**Exercise task**
Pick out and copy every line in the records below that contains the word "blue". Case counts.

**Supplied records**
* * * * * * *
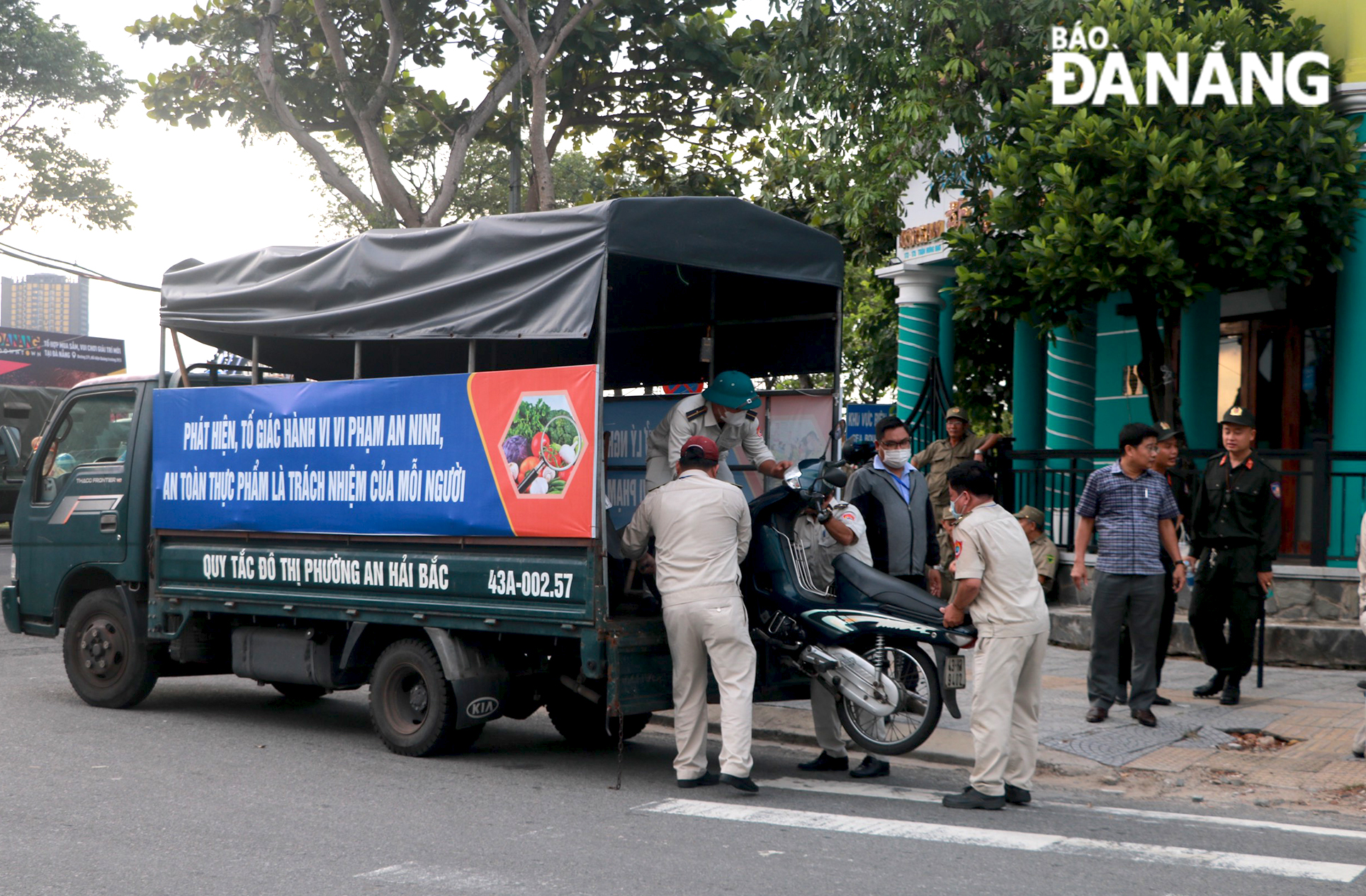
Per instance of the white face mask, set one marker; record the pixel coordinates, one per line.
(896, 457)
* * * * * * *
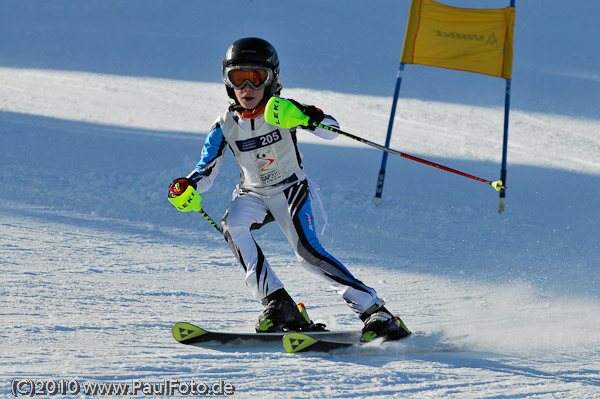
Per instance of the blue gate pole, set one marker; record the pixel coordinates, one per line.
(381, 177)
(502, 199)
* * * * * * *
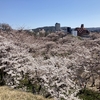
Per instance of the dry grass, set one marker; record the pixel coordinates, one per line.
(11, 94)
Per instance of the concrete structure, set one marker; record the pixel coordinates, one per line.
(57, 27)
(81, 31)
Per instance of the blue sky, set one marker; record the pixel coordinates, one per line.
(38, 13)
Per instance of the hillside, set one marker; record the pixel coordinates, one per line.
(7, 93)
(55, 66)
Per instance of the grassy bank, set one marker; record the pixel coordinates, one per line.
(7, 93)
* * * * * * *
**Exercise response**
Per instance of the blue gate pole, set one marker; record the pixel coordinates, one per line.
Per instance of the blue sky, set one marker; record the pixel coordinates, one per line.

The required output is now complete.